## [Short problem 1]
In the bank plan description, what month and year is the drawing dated?

Design for a new bank on an adjacent site, 1832

Aspect

12 Plan of the Principal Story of the Bank of England Branch at Liverpool, shewing the Alterations and Additions / proposed in the Plan &c forwarded by Mr Turner

Scale

bar scale of ? inch to 1 foot

Inscribed

as above, Hanover Street, Seel Street, Proposed line of the New Boundary Wall, Line of the present Boundary Wall, "The Stables & Coach house / are intended to have a Ground / Floor with Loft over", "The dotted lines / denote the / present buildings", labelled: Lobby, The present / Bank / 42: 0 by 19:0, Book Room, Stair to the Livery / Room &c, Entrance to Dwelling House, Footmans / Pantry, Staircase (twice) , Present Private / Office, Pantry, Kitchen, Housekeepers Room, Yard, Manure, Privy, Stable, Coals, Harness Room, Coach House, The proposed New Bank / 45:0 by 39. / & about 15ft

Signed and dated

  • May 1832

Medium and dimensions

Pen, black, grey, pink and blue washes with single-ruled border on wove paper (590 x 380)

## [Raw data]
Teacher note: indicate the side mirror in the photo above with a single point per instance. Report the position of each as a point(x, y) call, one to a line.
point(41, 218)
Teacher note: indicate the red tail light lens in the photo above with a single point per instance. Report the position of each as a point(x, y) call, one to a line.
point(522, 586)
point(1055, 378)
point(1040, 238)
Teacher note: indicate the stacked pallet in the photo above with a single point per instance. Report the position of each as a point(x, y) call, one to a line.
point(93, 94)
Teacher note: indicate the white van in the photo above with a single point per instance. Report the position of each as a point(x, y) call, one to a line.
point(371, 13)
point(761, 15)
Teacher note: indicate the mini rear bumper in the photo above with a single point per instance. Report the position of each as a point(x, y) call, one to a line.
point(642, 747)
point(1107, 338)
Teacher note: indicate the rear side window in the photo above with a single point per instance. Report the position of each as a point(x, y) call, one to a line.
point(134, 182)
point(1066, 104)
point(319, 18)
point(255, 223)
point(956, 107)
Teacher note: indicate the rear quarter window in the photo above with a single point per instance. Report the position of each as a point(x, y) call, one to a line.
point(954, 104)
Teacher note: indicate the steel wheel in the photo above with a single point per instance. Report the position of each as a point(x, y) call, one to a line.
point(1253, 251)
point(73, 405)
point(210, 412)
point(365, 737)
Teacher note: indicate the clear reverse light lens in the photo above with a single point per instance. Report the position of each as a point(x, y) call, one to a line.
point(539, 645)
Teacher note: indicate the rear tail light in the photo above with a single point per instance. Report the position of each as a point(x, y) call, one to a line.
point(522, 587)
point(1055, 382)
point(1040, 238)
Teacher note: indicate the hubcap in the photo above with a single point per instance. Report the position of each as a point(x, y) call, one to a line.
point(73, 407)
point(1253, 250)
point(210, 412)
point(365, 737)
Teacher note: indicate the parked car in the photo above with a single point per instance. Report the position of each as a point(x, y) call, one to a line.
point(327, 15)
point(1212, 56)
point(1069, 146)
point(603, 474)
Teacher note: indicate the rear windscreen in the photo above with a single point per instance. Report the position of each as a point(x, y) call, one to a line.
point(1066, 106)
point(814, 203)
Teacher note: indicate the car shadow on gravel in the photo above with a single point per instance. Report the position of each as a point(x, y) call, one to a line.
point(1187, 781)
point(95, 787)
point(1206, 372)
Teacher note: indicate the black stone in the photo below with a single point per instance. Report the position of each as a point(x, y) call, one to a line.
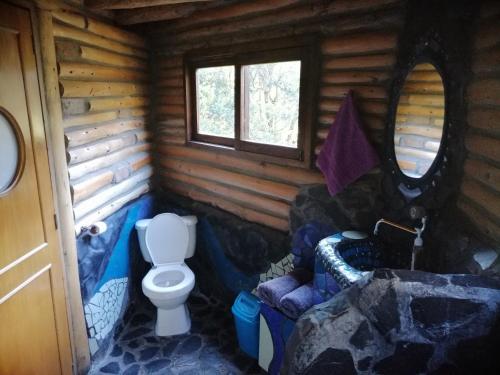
point(117, 351)
point(148, 353)
point(364, 364)
point(332, 361)
point(136, 333)
point(111, 368)
point(157, 365)
point(133, 344)
point(362, 336)
point(132, 370)
point(386, 314)
point(433, 312)
point(169, 348)
point(128, 358)
point(140, 319)
point(408, 359)
point(474, 281)
point(151, 339)
point(190, 345)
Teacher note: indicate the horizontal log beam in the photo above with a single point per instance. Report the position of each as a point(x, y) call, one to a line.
point(87, 135)
point(224, 204)
point(67, 32)
point(253, 201)
point(89, 119)
point(110, 208)
point(86, 89)
point(100, 28)
point(269, 188)
point(91, 204)
point(82, 71)
point(79, 170)
point(290, 175)
point(132, 4)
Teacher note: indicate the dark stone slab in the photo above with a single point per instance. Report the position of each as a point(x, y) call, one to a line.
point(190, 345)
point(169, 348)
point(128, 358)
point(475, 281)
point(362, 336)
point(433, 312)
point(132, 370)
point(111, 368)
point(158, 365)
point(140, 319)
point(385, 312)
point(408, 359)
point(136, 333)
point(117, 351)
point(364, 364)
point(332, 361)
point(148, 353)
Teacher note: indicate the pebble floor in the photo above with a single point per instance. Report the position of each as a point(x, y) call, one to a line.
point(209, 348)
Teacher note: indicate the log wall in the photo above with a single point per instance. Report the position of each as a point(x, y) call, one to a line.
point(104, 89)
point(480, 190)
point(358, 40)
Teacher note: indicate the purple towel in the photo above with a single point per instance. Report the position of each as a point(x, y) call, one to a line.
point(346, 154)
point(295, 303)
point(273, 290)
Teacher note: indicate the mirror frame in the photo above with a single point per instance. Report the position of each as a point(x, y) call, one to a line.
point(428, 50)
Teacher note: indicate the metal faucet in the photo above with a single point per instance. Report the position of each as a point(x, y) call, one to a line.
point(418, 243)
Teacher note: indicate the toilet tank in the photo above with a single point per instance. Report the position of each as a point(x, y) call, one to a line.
point(190, 222)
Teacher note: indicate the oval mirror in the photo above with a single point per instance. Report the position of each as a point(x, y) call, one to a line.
point(419, 120)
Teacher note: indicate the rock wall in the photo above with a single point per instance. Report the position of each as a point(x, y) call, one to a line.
point(401, 322)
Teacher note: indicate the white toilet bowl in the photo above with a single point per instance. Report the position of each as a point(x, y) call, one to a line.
point(168, 288)
point(167, 241)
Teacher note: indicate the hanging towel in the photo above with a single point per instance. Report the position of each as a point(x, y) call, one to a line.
point(273, 290)
point(346, 154)
point(295, 303)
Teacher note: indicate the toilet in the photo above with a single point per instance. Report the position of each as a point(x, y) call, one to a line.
point(166, 240)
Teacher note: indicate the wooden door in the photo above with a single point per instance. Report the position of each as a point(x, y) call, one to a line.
point(34, 334)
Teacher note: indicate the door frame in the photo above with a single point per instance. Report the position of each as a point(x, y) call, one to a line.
point(48, 82)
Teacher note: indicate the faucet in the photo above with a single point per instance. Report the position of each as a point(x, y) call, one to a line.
point(418, 243)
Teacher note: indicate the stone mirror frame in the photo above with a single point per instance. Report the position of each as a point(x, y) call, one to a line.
point(418, 128)
point(428, 59)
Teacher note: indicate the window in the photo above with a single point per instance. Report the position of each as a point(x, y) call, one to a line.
point(253, 101)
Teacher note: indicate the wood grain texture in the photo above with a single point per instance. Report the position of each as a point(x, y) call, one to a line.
point(480, 199)
point(352, 59)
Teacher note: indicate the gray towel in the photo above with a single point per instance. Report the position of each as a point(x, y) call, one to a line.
point(295, 303)
point(273, 290)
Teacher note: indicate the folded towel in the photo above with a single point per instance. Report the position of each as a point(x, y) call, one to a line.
point(295, 303)
point(346, 154)
point(273, 290)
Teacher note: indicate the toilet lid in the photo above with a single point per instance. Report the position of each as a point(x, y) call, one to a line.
point(167, 239)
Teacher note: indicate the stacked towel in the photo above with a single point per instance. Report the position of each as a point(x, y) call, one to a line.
point(295, 303)
point(272, 291)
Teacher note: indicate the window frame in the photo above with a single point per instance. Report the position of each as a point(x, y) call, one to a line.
point(304, 49)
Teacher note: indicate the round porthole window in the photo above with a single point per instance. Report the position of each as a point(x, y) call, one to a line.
point(11, 152)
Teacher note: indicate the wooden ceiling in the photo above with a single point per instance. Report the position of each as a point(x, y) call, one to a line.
point(131, 12)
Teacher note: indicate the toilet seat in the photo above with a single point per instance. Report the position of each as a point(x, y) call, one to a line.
point(155, 284)
point(167, 239)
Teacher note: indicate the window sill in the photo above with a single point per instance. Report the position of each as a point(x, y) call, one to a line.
point(262, 158)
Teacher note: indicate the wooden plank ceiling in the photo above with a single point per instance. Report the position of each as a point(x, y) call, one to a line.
point(130, 12)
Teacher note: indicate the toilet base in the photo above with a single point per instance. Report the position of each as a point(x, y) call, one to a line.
point(174, 321)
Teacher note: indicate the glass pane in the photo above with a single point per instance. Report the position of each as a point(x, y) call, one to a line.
point(271, 103)
point(9, 154)
point(215, 101)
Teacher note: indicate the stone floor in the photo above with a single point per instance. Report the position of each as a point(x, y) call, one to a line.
point(210, 347)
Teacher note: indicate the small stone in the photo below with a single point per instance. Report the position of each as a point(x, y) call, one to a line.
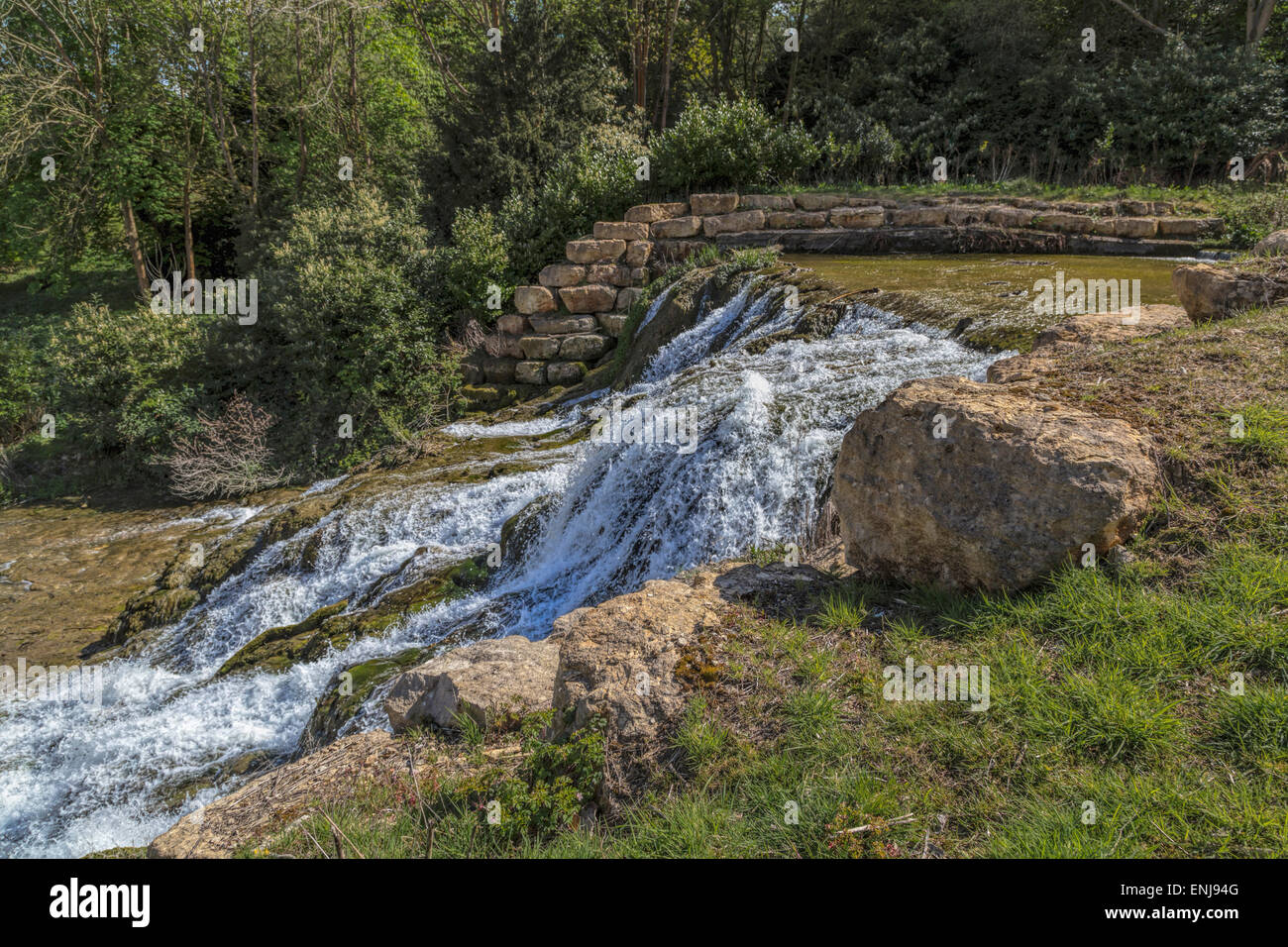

## [Short problem 2]
From the records, give as a JSON list of strings the lines starting at the line containing "Teacher note: indicate the car" and ending at the line containing "point(1206, 372)", one string per line with blank lines omitted.

## [Correct answer 1]
May 1832.

## [Correct answer 2]
[
  "Teacher note: indicate the car shadow on gravel in the photo above with a single point per instance. Report the position of each as a point(x, y) call, one to a line.",
  "point(1187, 781)",
  "point(95, 787)",
  "point(1206, 372)"
]